/---
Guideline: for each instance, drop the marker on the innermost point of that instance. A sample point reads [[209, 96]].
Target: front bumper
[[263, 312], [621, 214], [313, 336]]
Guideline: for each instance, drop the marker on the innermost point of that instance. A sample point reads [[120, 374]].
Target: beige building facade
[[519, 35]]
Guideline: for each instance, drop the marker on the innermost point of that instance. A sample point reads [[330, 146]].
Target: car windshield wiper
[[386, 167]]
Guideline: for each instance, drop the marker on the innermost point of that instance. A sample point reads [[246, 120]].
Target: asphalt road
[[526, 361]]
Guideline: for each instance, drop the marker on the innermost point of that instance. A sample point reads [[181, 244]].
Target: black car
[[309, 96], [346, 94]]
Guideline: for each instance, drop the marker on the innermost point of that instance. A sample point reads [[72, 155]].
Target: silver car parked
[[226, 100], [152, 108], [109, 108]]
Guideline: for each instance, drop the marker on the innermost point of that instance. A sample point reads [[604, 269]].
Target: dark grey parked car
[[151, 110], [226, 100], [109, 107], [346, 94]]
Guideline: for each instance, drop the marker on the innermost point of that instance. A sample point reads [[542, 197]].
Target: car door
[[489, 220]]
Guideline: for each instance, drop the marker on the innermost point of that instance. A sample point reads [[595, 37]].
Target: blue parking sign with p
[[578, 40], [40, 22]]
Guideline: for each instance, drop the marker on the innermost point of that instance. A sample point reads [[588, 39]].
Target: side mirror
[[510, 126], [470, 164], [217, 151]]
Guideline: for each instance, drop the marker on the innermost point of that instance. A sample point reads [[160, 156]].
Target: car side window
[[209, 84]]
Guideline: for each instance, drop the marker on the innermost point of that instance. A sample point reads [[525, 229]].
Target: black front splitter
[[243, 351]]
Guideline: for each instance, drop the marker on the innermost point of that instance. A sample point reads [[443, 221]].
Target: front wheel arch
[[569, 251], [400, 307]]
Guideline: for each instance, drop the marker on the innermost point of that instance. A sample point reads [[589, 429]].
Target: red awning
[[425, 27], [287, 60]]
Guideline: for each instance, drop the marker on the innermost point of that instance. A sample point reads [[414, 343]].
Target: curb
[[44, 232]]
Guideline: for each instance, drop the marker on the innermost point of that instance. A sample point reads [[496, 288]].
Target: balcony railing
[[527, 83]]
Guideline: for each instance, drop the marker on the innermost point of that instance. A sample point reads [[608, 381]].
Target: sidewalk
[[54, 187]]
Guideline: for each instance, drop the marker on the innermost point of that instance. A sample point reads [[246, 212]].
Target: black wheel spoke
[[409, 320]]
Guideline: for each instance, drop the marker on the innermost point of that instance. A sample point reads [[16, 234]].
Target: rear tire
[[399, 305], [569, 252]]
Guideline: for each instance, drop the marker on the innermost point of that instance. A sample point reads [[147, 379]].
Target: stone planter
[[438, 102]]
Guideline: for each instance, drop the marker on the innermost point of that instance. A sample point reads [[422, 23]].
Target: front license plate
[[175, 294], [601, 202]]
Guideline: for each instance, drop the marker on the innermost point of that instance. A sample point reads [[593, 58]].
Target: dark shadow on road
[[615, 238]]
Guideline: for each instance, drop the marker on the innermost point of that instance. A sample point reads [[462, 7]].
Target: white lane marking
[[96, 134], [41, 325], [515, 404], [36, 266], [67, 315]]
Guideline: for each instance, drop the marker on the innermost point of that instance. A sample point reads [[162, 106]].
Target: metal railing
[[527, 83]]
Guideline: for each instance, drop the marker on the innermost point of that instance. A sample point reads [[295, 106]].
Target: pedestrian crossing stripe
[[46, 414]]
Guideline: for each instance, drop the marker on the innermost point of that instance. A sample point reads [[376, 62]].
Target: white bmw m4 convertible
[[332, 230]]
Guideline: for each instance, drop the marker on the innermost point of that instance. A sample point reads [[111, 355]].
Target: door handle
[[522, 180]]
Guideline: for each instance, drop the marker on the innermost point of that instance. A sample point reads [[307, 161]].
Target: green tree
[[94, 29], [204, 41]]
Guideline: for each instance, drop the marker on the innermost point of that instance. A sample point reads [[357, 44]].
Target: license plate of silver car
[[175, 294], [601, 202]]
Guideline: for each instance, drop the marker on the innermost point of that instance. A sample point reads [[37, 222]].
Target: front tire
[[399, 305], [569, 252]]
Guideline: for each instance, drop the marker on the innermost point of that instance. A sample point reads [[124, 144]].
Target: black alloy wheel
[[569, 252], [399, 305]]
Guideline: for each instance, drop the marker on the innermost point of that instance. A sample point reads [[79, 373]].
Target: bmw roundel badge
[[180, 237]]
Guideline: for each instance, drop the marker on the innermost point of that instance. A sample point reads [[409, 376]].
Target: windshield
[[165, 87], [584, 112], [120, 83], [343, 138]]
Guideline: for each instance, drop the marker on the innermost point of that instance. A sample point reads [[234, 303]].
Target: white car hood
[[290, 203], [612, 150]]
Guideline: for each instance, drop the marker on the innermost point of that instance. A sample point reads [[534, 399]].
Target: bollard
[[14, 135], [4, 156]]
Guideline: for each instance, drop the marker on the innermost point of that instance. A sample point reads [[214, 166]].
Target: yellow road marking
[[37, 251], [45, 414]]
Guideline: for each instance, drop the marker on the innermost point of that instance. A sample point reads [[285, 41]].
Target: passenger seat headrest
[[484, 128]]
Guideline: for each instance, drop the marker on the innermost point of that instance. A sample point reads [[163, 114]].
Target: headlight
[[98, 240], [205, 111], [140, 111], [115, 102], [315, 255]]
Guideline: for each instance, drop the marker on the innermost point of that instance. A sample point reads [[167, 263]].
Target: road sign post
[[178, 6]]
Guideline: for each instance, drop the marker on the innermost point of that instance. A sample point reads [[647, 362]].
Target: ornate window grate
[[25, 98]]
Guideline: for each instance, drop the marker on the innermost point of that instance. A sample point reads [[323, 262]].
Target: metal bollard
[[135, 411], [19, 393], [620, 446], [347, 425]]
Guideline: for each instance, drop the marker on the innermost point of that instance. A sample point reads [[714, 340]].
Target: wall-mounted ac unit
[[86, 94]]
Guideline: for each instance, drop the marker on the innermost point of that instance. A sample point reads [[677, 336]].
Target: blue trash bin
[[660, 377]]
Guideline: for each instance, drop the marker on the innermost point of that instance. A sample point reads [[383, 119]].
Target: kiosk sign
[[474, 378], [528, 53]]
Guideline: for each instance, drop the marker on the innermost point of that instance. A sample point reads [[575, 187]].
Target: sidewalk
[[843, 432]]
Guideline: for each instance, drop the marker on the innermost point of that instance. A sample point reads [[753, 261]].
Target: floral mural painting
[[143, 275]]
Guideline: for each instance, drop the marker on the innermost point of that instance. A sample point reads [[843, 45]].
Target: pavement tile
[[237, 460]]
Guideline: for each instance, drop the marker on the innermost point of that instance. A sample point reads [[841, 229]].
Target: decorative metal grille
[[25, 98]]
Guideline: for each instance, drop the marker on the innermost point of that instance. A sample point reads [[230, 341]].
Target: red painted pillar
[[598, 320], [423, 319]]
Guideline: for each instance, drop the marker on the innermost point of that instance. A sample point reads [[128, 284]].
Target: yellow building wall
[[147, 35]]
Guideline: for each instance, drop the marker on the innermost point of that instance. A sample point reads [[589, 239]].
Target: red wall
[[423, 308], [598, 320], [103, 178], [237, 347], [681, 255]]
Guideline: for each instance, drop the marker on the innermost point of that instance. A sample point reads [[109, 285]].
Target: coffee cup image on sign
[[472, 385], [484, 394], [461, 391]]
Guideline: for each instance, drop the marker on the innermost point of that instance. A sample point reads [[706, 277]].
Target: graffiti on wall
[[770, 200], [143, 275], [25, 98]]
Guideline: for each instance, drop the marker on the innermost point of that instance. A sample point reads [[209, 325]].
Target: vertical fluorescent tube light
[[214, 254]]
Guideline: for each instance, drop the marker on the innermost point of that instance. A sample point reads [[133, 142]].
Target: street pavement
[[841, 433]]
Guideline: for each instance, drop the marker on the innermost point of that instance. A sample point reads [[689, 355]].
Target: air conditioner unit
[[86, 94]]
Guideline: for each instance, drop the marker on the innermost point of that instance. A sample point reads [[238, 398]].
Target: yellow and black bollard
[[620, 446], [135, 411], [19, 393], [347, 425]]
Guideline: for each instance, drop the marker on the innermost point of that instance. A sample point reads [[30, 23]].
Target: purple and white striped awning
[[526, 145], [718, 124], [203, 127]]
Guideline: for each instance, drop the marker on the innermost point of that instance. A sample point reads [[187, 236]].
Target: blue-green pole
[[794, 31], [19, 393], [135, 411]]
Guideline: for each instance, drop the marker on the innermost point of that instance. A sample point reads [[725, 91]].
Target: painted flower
\---
AIM: Recast the data between the line holding "reads [[414, 343]]." and the line holding "[[54, 187]]", inclusive, as a numbered list, leaving out blank lines.

OUTPUT FOR THIS EXERCISE:
1. Guideline: for each instance, drop the marker on the innermost point of that instance. A sample point reads [[414, 343]].
2. Target: curb
3. [[44, 232]]
4. Guideline: for each instance, drop the marker on the innermost point of that instance. A sample point reads [[496, 288]].
5. Target: balcony railing
6. [[527, 83]]
7. Guideline: for each instance, drop the marker on the innermost point of that instance. A sample point reads [[608, 381]].
8. Target: sidewalk
9. [[54, 187]]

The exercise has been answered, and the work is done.